··· Texte extrait

Euro 2016 : quand l’Allemagne parle espagnol
Euro 2016 : quand l’Allemagne parle espagnol
Par Les Cahiers du Football
Influencé par le travail de Pep Guardiola au Bayern Munich, le sélectionneur Joachim Löw donne une teinte « espagnole » au jeu de la Mannschaft
Joshua Kimmich le 21 juin face à l’Irlande du Nord | Darren Staples / REUTERS
Par Christophe Kuchly des « Cahiers du Football »
À quoi ressemblera le joueur de demain ? Cette question, qui ferait un très bon sujet de dissertation pour quiconque veut faire un peu de prospective, a peut-être déjà une réponse. Ou deux. Et un point commun : Pep Guardiola.
L’Autrichien David Alaba, qui joue aujourd’hui son avenir dans la compétition contre l’Islande et Joshua Kimmich, qui a terminé premier de sa poule avec l’Allemagne, évoluent tous deux au Bayern Munich, où ils ont été couvés par le Catalan. Un entraîneur sans cesse dans l’expérimentation et qui reste, malgré ses (relatifs) échecs européens, la principale source d’inspiration de ses pairs – qui se construisent pour beaucoup par imitation ou par opposition. La marque de son influence ? Un football de possession qui, pour battre des défenses de mieux en mieux préparées, accélère l’hybridation des postes.
Si l’Europe connaît très bien Alaba, qui a explosé au poste de latéral gauche mais joue régulièrement milieu, défenseur central voire ailier – et même numéro 10, sans trop de réussite, face au Portugal ! –, elle découvre Kimmich. Remplaçant lors des deux premières rencontres de son pays, ce gabarit passe-partout (1,76 m pour 70 kg) a disputé l’intégralité du match contre l’Irlande du Nord en tant que latéral droit, livrant une excellente prestation à un poste auquel il n’a quasiment jamais évolué. Tout ça pour sa deuxième sélection, à seulement 21 ans. Comment est-ce possible ?
Éloge de la polyvalence
Kimmich n’est pas le premier joueur à changer de poste au cours de sa carrière, et l’équipe de France a également eu son lot de reconvertis parmi ses meilleurs éléments (Blanc, Desailly, Makelele…). Mais sa capacité à basculer d’un endroit à l’autre du terrain en si peu de temps marque la dernière évolution du jeu de position et, d’une certaine manière, un retour à ce que faisaient l’Ajax et les Pays-Bas des années 1970, à une époque où l’absence de pressing à la perte du ballon, des blocs distendus et un rythme moins soutenu permettaient encore le « tout le monde attaque puis tout le monde défend » sur cinquante ou soixante mètres. Car contrairement aux partenaires de Johan Cruyff, aidés par des entraînements militaires qui leurs permettaient de dominer aussi sur le plan physique, Kimmich et Alaba font plus courir le ballon qu’ils ne courent eux-mêmes. Quitte à endormir les spectateurs en même temps que l’adversaire.

······

Consignes:
A – Selon l'article, à quels postes David Alaba a-t-il joué ? Donnez-les tous.
B – Quelle taille et quel poids l'article donne-t-il pour Joshua Kimmich ?
C – Recopiez le passage de l'article qui commence par "L’Autrichien David Alaba, qui" et va jusqu'à "l’hybridation des postes.".

··· Données

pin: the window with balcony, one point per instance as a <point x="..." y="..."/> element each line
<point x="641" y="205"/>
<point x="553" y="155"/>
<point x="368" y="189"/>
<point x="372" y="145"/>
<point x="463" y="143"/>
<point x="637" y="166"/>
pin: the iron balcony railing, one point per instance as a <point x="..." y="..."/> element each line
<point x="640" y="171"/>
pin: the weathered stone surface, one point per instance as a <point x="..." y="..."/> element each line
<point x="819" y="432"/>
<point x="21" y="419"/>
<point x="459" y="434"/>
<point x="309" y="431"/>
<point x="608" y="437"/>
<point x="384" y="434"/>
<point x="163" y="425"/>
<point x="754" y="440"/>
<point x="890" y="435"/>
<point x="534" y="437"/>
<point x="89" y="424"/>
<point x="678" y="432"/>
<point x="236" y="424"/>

······

Exercices corrigés:
A – Latéral gauche, milieu, défenseur central, ailier, numéro 10

B – 1,76 m pour 70 kg.

C –
L’Autrichien David Alaba, qui joue aujourd’hui son avenir dans la compétition contre l’Islande et Joshua Kimmich, qui a terminé premier de sa poule avec l’Allemagne, évoluent tous deux au Bayern Munich, où ils ont été couvés par le Catalan. Un entraîneur sans cesse dans l’expérimentation et qui reste, malgré ses (relatifs) échecs européens, la principale source d’inspiration de ses pairs – qui se construisent pour beaucoup par imitation ou par opposition. La marque de son influence ? Un football de possession qui, pour battre des défenses de mieux en mieux préparées, accélère l’hybridation des postes.